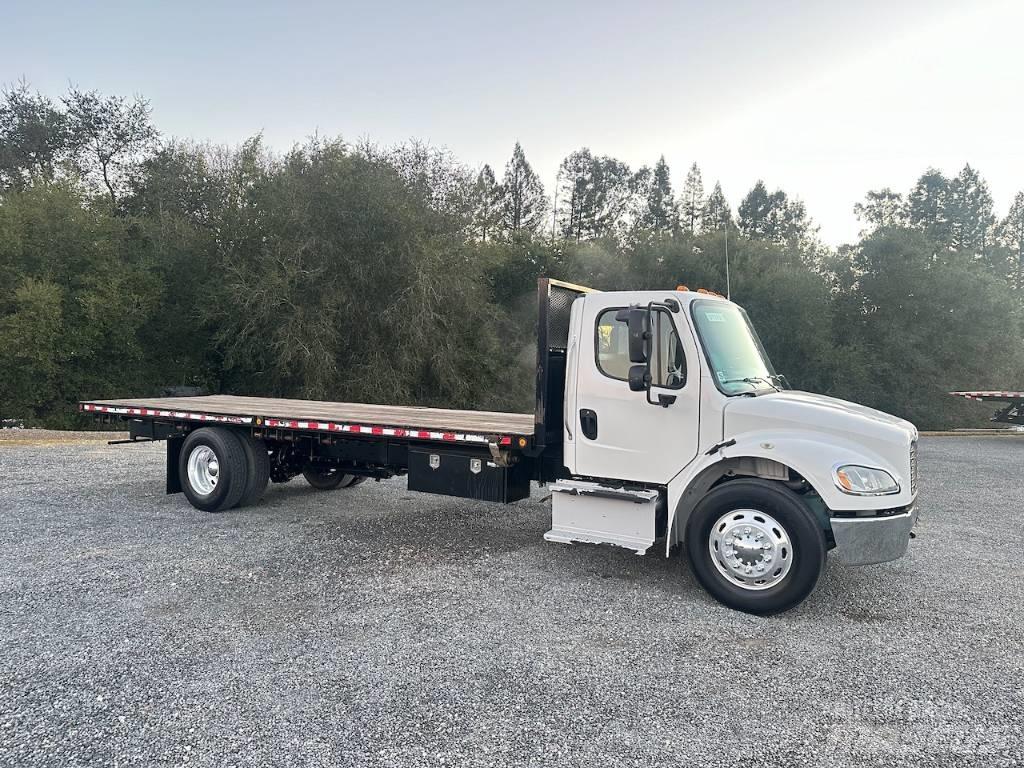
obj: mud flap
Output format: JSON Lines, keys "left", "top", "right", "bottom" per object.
{"left": 166, "top": 436, "right": 183, "bottom": 494}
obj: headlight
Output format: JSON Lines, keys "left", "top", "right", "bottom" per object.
{"left": 833, "top": 465, "right": 900, "bottom": 496}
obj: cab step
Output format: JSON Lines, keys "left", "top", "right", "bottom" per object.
{"left": 545, "top": 479, "right": 662, "bottom": 555}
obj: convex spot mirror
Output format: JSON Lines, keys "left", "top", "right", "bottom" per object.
{"left": 628, "top": 364, "right": 649, "bottom": 392}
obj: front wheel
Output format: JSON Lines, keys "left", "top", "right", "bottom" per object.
{"left": 302, "top": 466, "right": 364, "bottom": 490}
{"left": 685, "top": 479, "right": 826, "bottom": 615}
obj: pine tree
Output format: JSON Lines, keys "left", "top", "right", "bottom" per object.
{"left": 500, "top": 142, "right": 547, "bottom": 235}
{"left": 772, "top": 197, "right": 815, "bottom": 247}
{"left": 591, "top": 155, "right": 633, "bottom": 238}
{"left": 853, "top": 188, "right": 907, "bottom": 233}
{"left": 737, "top": 180, "right": 772, "bottom": 239}
{"left": 738, "top": 180, "right": 815, "bottom": 246}
{"left": 471, "top": 164, "right": 501, "bottom": 242}
{"left": 557, "top": 148, "right": 593, "bottom": 242}
{"left": 556, "top": 148, "right": 633, "bottom": 241}
{"left": 947, "top": 164, "right": 995, "bottom": 255}
{"left": 907, "top": 168, "right": 950, "bottom": 246}
{"left": 999, "top": 191, "right": 1024, "bottom": 290}
{"left": 635, "top": 155, "right": 675, "bottom": 233}
{"left": 701, "top": 181, "right": 732, "bottom": 231}
{"left": 679, "top": 162, "right": 704, "bottom": 234}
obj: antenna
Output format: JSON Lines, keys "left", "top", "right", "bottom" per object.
{"left": 724, "top": 223, "right": 731, "bottom": 300}
{"left": 551, "top": 169, "right": 560, "bottom": 244}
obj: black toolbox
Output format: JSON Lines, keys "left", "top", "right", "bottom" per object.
{"left": 407, "top": 448, "right": 531, "bottom": 503}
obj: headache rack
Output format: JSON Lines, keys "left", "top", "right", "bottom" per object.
{"left": 533, "top": 278, "right": 596, "bottom": 479}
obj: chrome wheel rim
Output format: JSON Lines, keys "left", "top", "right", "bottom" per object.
{"left": 709, "top": 508, "right": 793, "bottom": 591}
{"left": 187, "top": 445, "right": 219, "bottom": 496}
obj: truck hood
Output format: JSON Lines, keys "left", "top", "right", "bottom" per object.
{"left": 723, "top": 390, "right": 917, "bottom": 459}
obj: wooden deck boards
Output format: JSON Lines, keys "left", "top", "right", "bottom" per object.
{"left": 87, "top": 395, "right": 536, "bottom": 436}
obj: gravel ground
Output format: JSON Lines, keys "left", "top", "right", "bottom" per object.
{"left": 0, "top": 430, "right": 126, "bottom": 445}
{"left": 0, "top": 434, "right": 1021, "bottom": 767}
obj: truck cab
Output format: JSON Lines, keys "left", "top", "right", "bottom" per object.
{"left": 544, "top": 284, "right": 919, "bottom": 614}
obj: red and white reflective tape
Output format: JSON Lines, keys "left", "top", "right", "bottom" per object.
{"left": 80, "top": 403, "right": 251, "bottom": 424}
{"left": 261, "top": 417, "right": 514, "bottom": 446}
{"left": 951, "top": 390, "right": 1024, "bottom": 401}
{"left": 80, "top": 403, "right": 516, "bottom": 446}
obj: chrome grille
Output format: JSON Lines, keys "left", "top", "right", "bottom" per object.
{"left": 909, "top": 440, "right": 918, "bottom": 496}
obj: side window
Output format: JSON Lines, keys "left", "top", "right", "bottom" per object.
{"left": 595, "top": 308, "right": 686, "bottom": 388}
{"left": 595, "top": 309, "right": 632, "bottom": 380}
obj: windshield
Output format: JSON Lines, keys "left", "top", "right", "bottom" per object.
{"left": 691, "top": 300, "right": 778, "bottom": 395}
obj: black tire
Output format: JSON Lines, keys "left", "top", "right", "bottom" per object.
{"left": 302, "top": 466, "right": 362, "bottom": 490}
{"left": 179, "top": 427, "right": 249, "bottom": 512}
{"left": 685, "top": 479, "right": 826, "bottom": 616}
{"left": 234, "top": 435, "right": 271, "bottom": 508}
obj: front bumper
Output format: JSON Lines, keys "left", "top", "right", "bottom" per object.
{"left": 830, "top": 503, "right": 918, "bottom": 565}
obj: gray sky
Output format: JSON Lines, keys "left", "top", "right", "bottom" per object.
{"left": 5, "top": 0, "right": 1022, "bottom": 244}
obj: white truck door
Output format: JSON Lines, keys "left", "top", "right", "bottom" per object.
{"left": 571, "top": 293, "right": 701, "bottom": 484}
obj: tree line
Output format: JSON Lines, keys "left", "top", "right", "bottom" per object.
{"left": 2, "top": 82, "right": 1023, "bottom": 430}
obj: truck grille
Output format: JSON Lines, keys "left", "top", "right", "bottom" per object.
{"left": 909, "top": 440, "right": 918, "bottom": 496}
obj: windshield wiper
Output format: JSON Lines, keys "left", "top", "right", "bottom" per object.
{"left": 720, "top": 376, "right": 780, "bottom": 394}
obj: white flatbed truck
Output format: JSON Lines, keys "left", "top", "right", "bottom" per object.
{"left": 85, "top": 279, "right": 920, "bottom": 614}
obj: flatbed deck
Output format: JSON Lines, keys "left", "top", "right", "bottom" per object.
{"left": 951, "top": 390, "right": 1024, "bottom": 426}
{"left": 81, "top": 395, "right": 535, "bottom": 444}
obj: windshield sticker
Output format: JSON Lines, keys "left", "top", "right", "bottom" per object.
{"left": 705, "top": 312, "right": 725, "bottom": 322}
{"left": 717, "top": 371, "right": 727, "bottom": 382}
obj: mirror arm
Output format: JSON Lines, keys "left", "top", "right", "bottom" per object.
{"left": 646, "top": 388, "right": 676, "bottom": 408}
{"left": 644, "top": 301, "right": 677, "bottom": 407}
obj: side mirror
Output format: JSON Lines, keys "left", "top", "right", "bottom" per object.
{"left": 628, "top": 364, "right": 649, "bottom": 392}
{"left": 615, "top": 307, "right": 649, "bottom": 363}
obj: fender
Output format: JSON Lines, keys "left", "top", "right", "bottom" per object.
{"left": 664, "top": 429, "right": 912, "bottom": 554}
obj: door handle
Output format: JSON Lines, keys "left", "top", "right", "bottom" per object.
{"left": 580, "top": 409, "right": 598, "bottom": 440}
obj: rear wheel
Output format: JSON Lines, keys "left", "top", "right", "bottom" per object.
{"left": 180, "top": 428, "right": 248, "bottom": 512}
{"left": 302, "top": 466, "right": 364, "bottom": 490}
{"left": 685, "top": 479, "right": 826, "bottom": 615}
{"left": 234, "top": 435, "right": 271, "bottom": 508}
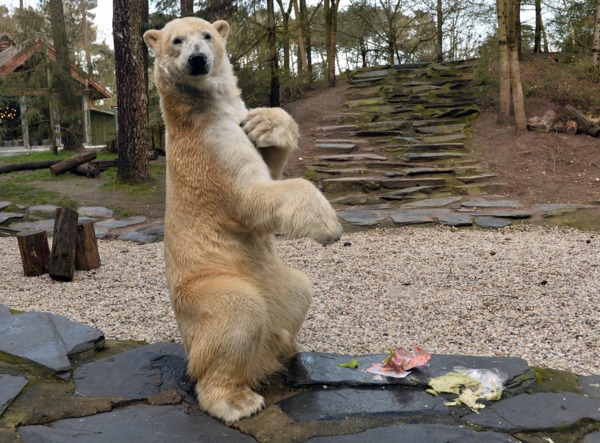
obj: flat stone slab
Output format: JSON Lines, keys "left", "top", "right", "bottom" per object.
{"left": 438, "top": 213, "right": 473, "bottom": 226}
{"left": 352, "top": 69, "right": 389, "bottom": 78}
{"left": 584, "top": 432, "right": 600, "bottom": 443}
{"left": 459, "top": 173, "right": 499, "bottom": 184}
{"left": 0, "top": 201, "right": 11, "bottom": 211}
{"left": 0, "top": 304, "right": 10, "bottom": 316}
{"left": 279, "top": 388, "right": 448, "bottom": 422}
{"left": 399, "top": 197, "right": 462, "bottom": 208}
{"left": 580, "top": 375, "right": 600, "bottom": 398}
{"left": 405, "top": 167, "right": 454, "bottom": 175}
{"left": 117, "top": 230, "right": 158, "bottom": 244}
{"left": 18, "top": 404, "right": 254, "bottom": 442}
{"left": 307, "top": 424, "right": 519, "bottom": 442}
{"left": 0, "top": 374, "right": 28, "bottom": 416}
{"left": 379, "top": 186, "right": 438, "bottom": 199}
{"left": 396, "top": 134, "right": 467, "bottom": 144}
{"left": 331, "top": 195, "right": 369, "bottom": 205}
{"left": 461, "top": 210, "right": 532, "bottom": 219}
{"left": 315, "top": 143, "right": 356, "bottom": 151}
{"left": 317, "top": 154, "right": 388, "bottom": 162}
{"left": 77, "top": 207, "right": 114, "bottom": 218}
{"left": 96, "top": 216, "right": 147, "bottom": 229}
{"left": 415, "top": 123, "right": 466, "bottom": 135}
{"left": 0, "top": 312, "right": 104, "bottom": 378}
{"left": 403, "top": 152, "right": 467, "bottom": 161}
{"left": 315, "top": 125, "right": 360, "bottom": 133}
{"left": 74, "top": 342, "right": 192, "bottom": 402}
{"left": 288, "top": 352, "right": 531, "bottom": 389}
{"left": 474, "top": 216, "right": 513, "bottom": 228}
{"left": 8, "top": 219, "right": 55, "bottom": 233}
{"left": 337, "top": 210, "right": 387, "bottom": 227}
{"left": 0, "top": 212, "right": 24, "bottom": 224}
{"left": 463, "top": 392, "right": 600, "bottom": 432}
{"left": 28, "top": 205, "right": 58, "bottom": 220}
{"left": 462, "top": 199, "right": 523, "bottom": 209}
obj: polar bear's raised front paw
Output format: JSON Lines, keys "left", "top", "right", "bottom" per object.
{"left": 311, "top": 209, "right": 343, "bottom": 246}
{"left": 242, "top": 108, "right": 298, "bottom": 149}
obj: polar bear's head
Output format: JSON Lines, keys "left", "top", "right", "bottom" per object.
{"left": 144, "top": 17, "right": 230, "bottom": 88}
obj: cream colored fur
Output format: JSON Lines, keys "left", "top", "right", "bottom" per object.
{"left": 144, "top": 17, "right": 342, "bottom": 424}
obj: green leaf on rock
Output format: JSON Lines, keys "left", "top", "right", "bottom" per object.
{"left": 338, "top": 359, "right": 359, "bottom": 369}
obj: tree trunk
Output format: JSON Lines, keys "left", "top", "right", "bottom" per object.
{"left": 293, "top": 0, "right": 309, "bottom": 81}
{"left": 267, "top": 0, "right": 280, "bottom": 106}
{"left": 593, "top": 0, "right": 600, "bottom": 65}
{"left": 300, "top": 0, "right": 313, "bottom": 81}
{"left": 181, "top": 0, "right": 194, "bottom": 16}
{"left": 497, "top": 0, "right": 511, "bottom": 125}
{"left": 113, "top": 0, "right": 149, "bottom": 184}
{"left": 507, "top": 0, "right": 527, "bottom": 134}
{"left": 48, "top": 0, "right": 83, "bottom": 151}
{"left": 17, "top": 230, "right": 50, "bottom": 277}
{"left": 534, "top": 0, "right": 542, "bottom": 53}
{"left": 515, "top": 0, "right": 522, "bottom": 60}
{"left": 0, "top": 160, "right": 61, "bottom": 174}
{"left": 324, "top": 0, "right": 340, "bottom": 87}
{"left": 276, "top": 0, "right": 293, "bottom": 79}
{"left": 436, "top": 0, "right": 443, "bottom": 62}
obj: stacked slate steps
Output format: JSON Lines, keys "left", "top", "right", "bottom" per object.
{"left": 306, "top": 60, "right": 506, "bottom": 217}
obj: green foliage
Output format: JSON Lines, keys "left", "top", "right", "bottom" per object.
{"left": 0, "top": 181, "right": 77, "bottom": 208}
{"left": 101, "top": 163, "right": 165, "bottom": 196}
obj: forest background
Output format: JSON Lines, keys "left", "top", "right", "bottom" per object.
{"left": 1, "top": 0, "right": 600, "bottom": 184}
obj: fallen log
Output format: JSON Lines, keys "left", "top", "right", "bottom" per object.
{"left": 566, "top": 120, "right": 578, "bottom": 135}
{"left": 49, "top": 207, "right": 79, "bottom": 282}
{"left": 73, "top": 163, "right": 101, "bottom": 178}
{"left": 49, "top": 151, "right": 97, "bottom": 176}
{"left": 563, "top": 105, "right": 600, "bottom": 137}
{"left": 89, "top": 159, "right": 117, "bottom": 171}
{"left": 17, "top": 230, "right": 50, "bottom": 277}
{"left": 0, "top": 160, "right": 61, "bottom": 174}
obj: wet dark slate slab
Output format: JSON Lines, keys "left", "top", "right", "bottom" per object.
{"left": 579, "top": 375, "right": 600, "bottom": 398}
{"left": 8, "top": 219, "right": 55, "bottom": 233}
{"left": 400, "top": 197, "right": 462, "bottom": 208}
{"left": 28, "top": 205, "right": 58, "bottom": 220}
{"left": 462, "top": 199, "right": 523, "bottom": 209}
{"left": 438, "top": 213, "right": 473, "bottom": 227}
{"left": 337, "top": 210, "right": 387, "bottom": 227}
{"left": 379, "top": 186, "right": 438, "bottom": 199}
{"left": 0, "top": 201, "right": 11, "bottom": 211}
{"left": 460, "top": 210, "right": 532, "bottom": 219}
{"left": 77, "top": 207, "right": 114, "bottom": 218}
{"left": 463, "top": 392, "right": 600, "bottom": 431}
{"left": 96, "top": 216, "right": 147, "bottom": 229}
{"left": 307, "top": 423, "right": 519, "bottom": 442}
{"left": 353, "top": 69, "right": 389, "bottom": 79}
{"left": 279, "top": 388, "right": 448, "bottom": 422}
{"left": 0, "top": 312, "right": 103, "bottom": 378}
{"left": 584, "top": 432, "right": 600, "bottom": 443}
{"left": 0, "top": 212, "right": 24, "bottom": 224}
{"left": 0, "top": 304, "right": 10, "bottom": 316}
{"left": 287, "top": 352, "right": 531, "bottom": 389}
{"left": 74, "top": 342, "right": 194, "bottom": 402}
{"left": 0, "top": 374, "right": 28, "bottom": 416}
{"left": 474, "top": 217, "right": 513, "bottom": 228}
{"left": 17, "top": 404, "right": 255, "bottom": 442}
{"left": 117, "top": 230, "right": 158, "bottom": 244}
{"left": 389, "top": 213, "right": 434, "bottom": 226}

YOUR OBJECTIVE
Among the entries above, locate the lines containing "obj: forest background" and "obj: fallen log", and transcribe exactly those two lines and all lines between.

WRITTEN RESPONSE
obj: forest background
Output format: JSON Lines, keys "left", "top", "right", "bottom" per object.
{"left": 1, "top": 0, "right": 600, "bottom": 184}
obj: fallen log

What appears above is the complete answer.